▶ Rows excerpted from a collection

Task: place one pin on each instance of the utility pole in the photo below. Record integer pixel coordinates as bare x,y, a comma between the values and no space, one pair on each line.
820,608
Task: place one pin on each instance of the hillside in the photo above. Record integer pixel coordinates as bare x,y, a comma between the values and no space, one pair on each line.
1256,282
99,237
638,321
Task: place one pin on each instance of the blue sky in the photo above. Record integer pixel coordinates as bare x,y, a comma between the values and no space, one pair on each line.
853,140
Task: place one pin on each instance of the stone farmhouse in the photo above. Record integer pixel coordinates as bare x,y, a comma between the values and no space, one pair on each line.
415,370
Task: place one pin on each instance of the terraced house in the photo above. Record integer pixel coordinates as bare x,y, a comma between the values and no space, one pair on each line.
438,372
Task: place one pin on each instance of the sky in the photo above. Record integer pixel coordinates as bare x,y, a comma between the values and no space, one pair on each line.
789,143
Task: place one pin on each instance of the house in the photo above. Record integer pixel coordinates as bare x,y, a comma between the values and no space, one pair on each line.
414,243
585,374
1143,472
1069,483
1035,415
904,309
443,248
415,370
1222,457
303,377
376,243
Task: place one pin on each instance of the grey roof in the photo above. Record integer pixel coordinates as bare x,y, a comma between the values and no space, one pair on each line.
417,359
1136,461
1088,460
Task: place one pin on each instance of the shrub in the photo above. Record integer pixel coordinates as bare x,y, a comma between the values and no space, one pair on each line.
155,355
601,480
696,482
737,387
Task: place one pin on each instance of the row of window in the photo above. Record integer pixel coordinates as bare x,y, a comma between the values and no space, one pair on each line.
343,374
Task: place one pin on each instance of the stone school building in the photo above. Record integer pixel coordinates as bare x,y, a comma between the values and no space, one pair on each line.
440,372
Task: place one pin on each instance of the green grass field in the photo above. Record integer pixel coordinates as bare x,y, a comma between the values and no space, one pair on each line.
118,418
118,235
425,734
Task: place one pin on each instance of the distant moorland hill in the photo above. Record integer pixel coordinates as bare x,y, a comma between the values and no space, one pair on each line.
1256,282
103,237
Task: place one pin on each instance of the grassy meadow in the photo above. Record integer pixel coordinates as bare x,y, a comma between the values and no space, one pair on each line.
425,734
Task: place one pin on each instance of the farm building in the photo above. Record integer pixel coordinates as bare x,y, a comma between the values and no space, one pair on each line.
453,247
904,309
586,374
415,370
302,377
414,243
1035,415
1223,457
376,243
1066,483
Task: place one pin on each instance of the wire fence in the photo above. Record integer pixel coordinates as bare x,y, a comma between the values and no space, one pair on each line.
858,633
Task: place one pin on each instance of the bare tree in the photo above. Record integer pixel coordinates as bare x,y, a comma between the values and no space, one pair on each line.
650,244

▶ Task prompt
Rewrite every row above with "pin" swapped out for "marker" and everything else left unchanged.

▶ Response below
Task: place one marker on each instance of the utility pole in the photo below. Record integer pixel coordinates as bare x,y, a comma between the values and no space, one pair on each line.
820,608
Task: place one marker on each instance of the hillside in the photo above. Record integer pixel coordinates as bare x,y, a comma between the values and no space, one pair on each line.
1256,282
99,237
638,321
Task: place one marker on each instance of the blue sky in the photo above. Record integer pixel coordinates as bare x,y, a comma between the values and no space, one pair on each line.
853,140
Task: place one marker on each instance of the stone farmhouse in the photo above. Record integer pixel coordinates as bare x,y, a comma between the values and no space, one pair on each line.
415,370
Task: place one marker on each instance of the terraced house in the photo above. Record integer pixel coordinates as bare x,y, a comma between the values and no space, one pair on each line.
438,372
Task: place one marker on each instance of the sky in the photo above. Record integer pixel coordinates as bare x,y, a comma between the values and no space, one pair on each line.
789,143
Task: place one marker on each instance of the house in the photo above. Record integer pixel coordinates as bare x,y, a comma between the values and no space, one pair on each line.
414,243
585,374
1143,472
1069,483
1035,415
904,309
443,248
415,370
1222,457
303,377
376,243
Task: place one marker on each instance of the grey roof in the photo above. Record integer pixel coordinates as bare x,y, a comma between the values and no space, one pair on each line.
417,359
1136,461
1088,460
Task: place one marker on each instance of the shrub in the photo above. Record integer pixel coordinates as bare x,y, a comma between the values and no space, one pair on each line.
155,355
601,480
696,482
737,387
Task: place one marker on each instance of the row of window in the photo above. Record integer pixel coordinates as bare x,y, a comma between the values and no space, one pair on each line.
343,374
Task: place one marker on each instance of the stone school building in the photo above. Record integer pixel coordinates as bare x,y, a comma between the values and no space, one pair on each line.
440,372
Task: place one marker on each instance of the green grass field in the photo above. Record integer pixel coordinates as bare x,y, a comma between the values and no space, one pair on each line.
118,418
118,235
425,734
Task: place one marker on each instance of the distant moorland hill in the photo above. Record integer pixel coordinates as bare x,y, a comma between the values and no space, one pair on each line.
1256,282
103,237
Task: place one marker on each instance of the grassy meadow in the photo above. Record integer pixel coordinates as bare x,y, a comma between the values and no space, one pair on each line.
425,734
Task: place one marker on each instance of the farm building in the photo above. Record integer pixel coordinates as bare x,y, a comma between the values and no space, one pair on each line.
453,247
904,309
586,374
415,370
302,377
414,243
1035,415
1223,457
376,243
1066,483
Task: place one marker on each instance of the wire fence in the photo above. Record integer pixel coordinates as bare x,y, a comma between the values and no space, one pair on each line.
858,633
Task: place one marker on each instance of the bare tree in the photo above. Record integer pixel coordinates as bare x,y, a comma between the values and no space, one pair on each line.
650,244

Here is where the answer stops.